> [Challenge 1] In the records, repeat the part that opens with the line containing "Objective — one dot per instance of the sculpture head" and closes with the line containing "[[378, 117], [19, 108]]".

> [Excerpt to read]
Solving the "Running Total" & "Ordinal Rank" Problems in SS 2k/2k5

  • Hi Jeff

    I have a doubt abt the index selection when i ran your code

    in the article ' Running total.......'

    I created the table dbo.JBMTest , added the clustered index on rownum column &

    created the nonclustered index on AccountID, Date columns.

    I populated the table with million rows with your code.

    When i specify an "order by rownum clause" or "Where rownum = 4 " the query uses the clustered index whihc i understand.

    when i run "Select RowNum from dbo.JBMTest" and view the actual execution plan it shows that the nonclustered index has been used. Should'nt it be using the clustered index since that is on the rownum column?

    "Keep Trying"

  • Matt Miller (2/5/2008)


    Jeff Moden (2/5/2008)


    It IS a cool solution... Wasn't so good in the performance department on my machine, though... it took 29 minutes to do the million row example on my machine... correlated subquery might do just as well, in this particular case. There're only 200 rows per account. CROSS APPLY gave it all the characteristics of a triangular join.

> [Dataset excerpts]
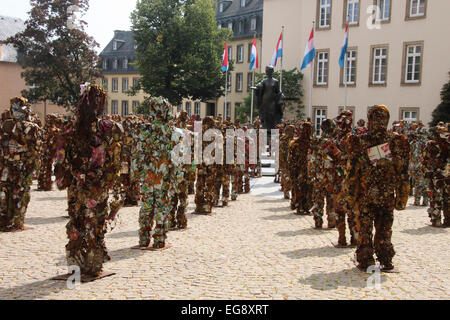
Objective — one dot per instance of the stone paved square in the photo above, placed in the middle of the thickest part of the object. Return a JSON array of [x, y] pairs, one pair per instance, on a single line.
[[254, 249]]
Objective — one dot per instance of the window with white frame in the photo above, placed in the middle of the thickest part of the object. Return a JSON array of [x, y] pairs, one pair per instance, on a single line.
[[320, 115], [124, 84], [409, 116], [135, 106], [239, 80], [188, 108], [125, 108], [417, 8], [197, 107], [114, 107], [353, 11], [350, 67], [322, 68], [413, 63], [240, 57], [379, 65], [325, 13], [383, 10], [253, 24], [115, 84]]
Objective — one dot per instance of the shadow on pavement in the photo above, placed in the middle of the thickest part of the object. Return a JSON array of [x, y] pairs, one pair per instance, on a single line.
[[424, 231], [317, 252], [35, 290], [52, 199], [39, 220], [280, 209], [125, 234], [344, 278], [289, 216], [309, 232]]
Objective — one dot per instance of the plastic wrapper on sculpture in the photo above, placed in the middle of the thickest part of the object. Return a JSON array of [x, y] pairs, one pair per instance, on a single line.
[[19, 153], [89, 165]]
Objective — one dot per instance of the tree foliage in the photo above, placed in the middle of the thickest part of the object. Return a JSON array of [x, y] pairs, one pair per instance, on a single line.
[[55, 56], [179, 49], [292, 90], [442, 112]]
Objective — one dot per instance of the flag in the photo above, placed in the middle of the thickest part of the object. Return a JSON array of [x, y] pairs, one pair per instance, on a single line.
[[344, 48], [254, 61], [278, 51], [225, 59], [310, 51]]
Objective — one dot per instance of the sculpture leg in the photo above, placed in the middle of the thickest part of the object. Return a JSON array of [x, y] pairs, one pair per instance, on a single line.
[[365, 251], [146, 220], [383, 234]]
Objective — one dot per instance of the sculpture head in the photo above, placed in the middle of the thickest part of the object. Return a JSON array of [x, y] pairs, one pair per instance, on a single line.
[[378, 117], [19, 108]]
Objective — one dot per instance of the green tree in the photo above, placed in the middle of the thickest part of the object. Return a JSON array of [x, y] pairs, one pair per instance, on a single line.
[[55, 52], [179, 49], [442, 111], [292, 90]]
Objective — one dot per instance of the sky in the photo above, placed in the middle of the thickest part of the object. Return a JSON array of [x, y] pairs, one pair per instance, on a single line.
[[103, 17]]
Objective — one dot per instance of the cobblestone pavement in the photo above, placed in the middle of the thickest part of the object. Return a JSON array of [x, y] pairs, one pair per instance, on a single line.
[[254, 249]]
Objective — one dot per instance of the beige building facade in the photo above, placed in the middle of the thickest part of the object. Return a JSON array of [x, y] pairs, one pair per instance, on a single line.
[[398, 53], [12, 83]]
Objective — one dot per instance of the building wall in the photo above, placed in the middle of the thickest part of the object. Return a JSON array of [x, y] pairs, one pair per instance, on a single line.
[[234, 97], [120, 95], [297, 17], [12, 87]]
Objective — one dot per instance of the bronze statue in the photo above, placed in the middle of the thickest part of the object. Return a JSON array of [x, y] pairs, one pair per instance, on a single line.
[[269, 100]]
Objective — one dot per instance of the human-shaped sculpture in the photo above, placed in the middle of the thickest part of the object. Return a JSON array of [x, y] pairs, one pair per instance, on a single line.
[[19, 137], [88, 164], [376, 183], [269, 99]]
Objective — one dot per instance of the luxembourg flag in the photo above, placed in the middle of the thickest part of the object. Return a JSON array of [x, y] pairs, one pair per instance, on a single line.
[[254, 61], [310, 51], [344, 48], [225, 59], [278, 51]]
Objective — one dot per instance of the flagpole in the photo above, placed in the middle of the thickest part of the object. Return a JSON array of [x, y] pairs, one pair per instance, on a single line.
[[281, 71], [345, 67], [226, 90], [311, 85]]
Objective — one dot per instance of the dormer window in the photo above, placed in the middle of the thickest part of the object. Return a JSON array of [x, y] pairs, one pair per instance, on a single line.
[[253, 24]]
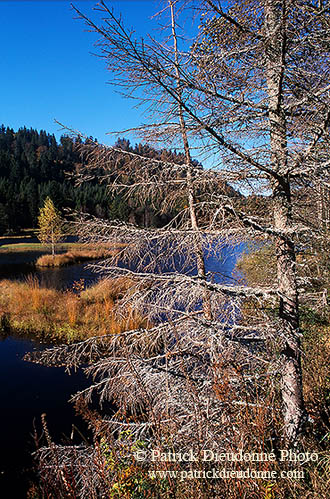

> [Challenge 2] Could you reproduce the part of the forum thread on running totals that opens with the words "I have a doubt" and closes with "with your code."?

> [Output 1]
Objective — one dot per instance of the sculpture head in the photo above, placed in the middle of the thickest part of the object. Return a JSON array of [x, y] pairs, one pair per instance, on a single line.
[[378, 117], [19, 108]]

> [Output 2]
I have a doubt abt the index selection when i ran your code

    in the article ' Running total.......'

    I created the table dbo.JBMTest , added the clustered index on rownum column &

    created the nonclustered index on AccountID, Date columns.

    I populated the table with million rows with your code.